▸ Short task
Copy out all the records, swapping every "segmenter" for "annotator" and changing nothing else. Omit the pictures.

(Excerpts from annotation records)
>> BEGIN

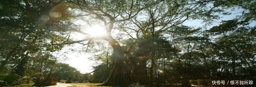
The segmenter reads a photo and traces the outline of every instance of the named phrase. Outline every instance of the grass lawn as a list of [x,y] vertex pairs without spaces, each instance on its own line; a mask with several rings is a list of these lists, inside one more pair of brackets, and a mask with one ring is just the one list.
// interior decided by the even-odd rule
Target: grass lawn
[[36,86],[32,86],[33,85],[34,85],[34,83],[33,82],[30,82],[29,84],[21,84],[19,85],[16,85],[16,86],[9,86],[12,87],[36,87]]
[[69,87],[106,87],[106,86],[96,86],[96,85],[100,85],[102,83],[70,83],[70,84],[73,86],[69,86]]

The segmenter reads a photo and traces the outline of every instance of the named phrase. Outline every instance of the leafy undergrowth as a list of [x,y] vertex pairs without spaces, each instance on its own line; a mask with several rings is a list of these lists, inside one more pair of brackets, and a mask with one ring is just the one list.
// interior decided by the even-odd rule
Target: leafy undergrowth
[[102,84],[102,83],[70,83],[70,84],[73,85],[69,86],[69,87],[104,87],[107,86],[96,86],[98,85]]

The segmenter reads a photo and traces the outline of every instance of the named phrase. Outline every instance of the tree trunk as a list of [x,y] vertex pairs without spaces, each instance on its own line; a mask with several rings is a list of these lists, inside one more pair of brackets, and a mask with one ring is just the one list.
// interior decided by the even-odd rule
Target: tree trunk
[[137,80],[140,85],[148,85],[148,73],[147,71],[147,59],[144,58],[140,60],[138,70]]
[[117,41],[110,38],[108,41],[113,49],[112,55],[112,67],[110,72],[110,76],[108,79],[101,86],[127,86],[125,82],[124,60],[124,55],[123,50],[122,50],[120,45]]

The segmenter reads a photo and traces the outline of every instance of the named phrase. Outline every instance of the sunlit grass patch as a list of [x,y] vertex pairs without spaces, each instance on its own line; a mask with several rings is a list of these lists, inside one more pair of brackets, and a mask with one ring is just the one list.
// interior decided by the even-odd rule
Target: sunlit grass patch
[[102,84],[102,83],[70,83],[70,84],[73,85],[69,86],[69,87],[106,87],[106,86],[96,86],[98,85]]
[[16,86],[10,86],[12,87],[36,87],[36,86],[32,86],[34,83],[33,82],[30,82],[29,84],[21,84],[19,85],[16,85]]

>> END

▸ Written solution
The annotator reads a photo and traces the outline of every instance of the named phrase. Outline every instance of the grass lawn as a list of [x,y] vertex pairs without spaces, each instance on its own line; a mask with several rings is a list of these lists, inside one more pair of brackets, and a mask with one ring is just the one list.
// interior decided by the even-odd rule
Target: grass lawn
[[36,86],[32,86],[33,85],[34,85],[34,83],[33,82],[30,82],[29,84],[21,84],[19,85],[16,85],[16,86],[9,86],[12,87],[36,87]]
[[69,87],[106,87],[106,86],[96,86],[96,85],[100,85],[102,83],[70,83],[70,84],[73,86],[69,86]]

The annotator reads a photo and traces the outline of every instance of the named phrase. Outline every instance of the leafy undergrowth as a list of [x,y] vertex pairs without spaces, each instance on its own line; a mask with several rings is a list of these lists, inside one more pair of brackets, and a mask with one ring is just the one list.
// interior decided by the even-odd rule
Target: leafy undergrowth
[[102,84],[102,83],[70,83],[70,84],[73,85],[69,86],[69,87],[104,87],[107,86],[96,86],[98,85]]

The annotator reads a photo and traces the outline of every instance of the named phrase. Outline every instance of the tree trunk as a list of [x,y] vertex pairs without spaces, each instance on its own line; a mask with several rings is a list of these lists, inside one more pair of brackets, and a mask with one ring is just the one list.
// interior decided by the even-odd rule
Target: tree trunk
[[137,80],[140,85],[148,85],[148,73],[147,71],[147,59],[144,58],[140,60],[138,70]]
[[117,41],[110,38],[108,41],[113,49],[112,55],[112,67],[110,72],[110,76],[108,79],[101,86],[127,86],[125,82],[124,60],[124,55],[123,50],[122,50],[120,45]]

The annotator reads a photo and traces the outline of every instance of the named phrase. Outline every instance of the sunlit grass patch as a list of [x,y] vertex pairs without spaces, each instance on its own line; a mask with several rings is a list of these lists, inside one more pair of brackets, and a mask with one ring is just the one list.
// interior decided by the even-odd rule
Target: sunlit grass patch
[[102,84],[102,83],[70,83],[70,84],[73,85],[69,86],[69,87],[106,87],[106,86],[96,86],[98,85]]
[[16,86],[10,86],[12,87],[36,87],[36,86],[32,86],[34,83],[33,82],[30,82],[29,84],[21,84],[19,85],[16,85]]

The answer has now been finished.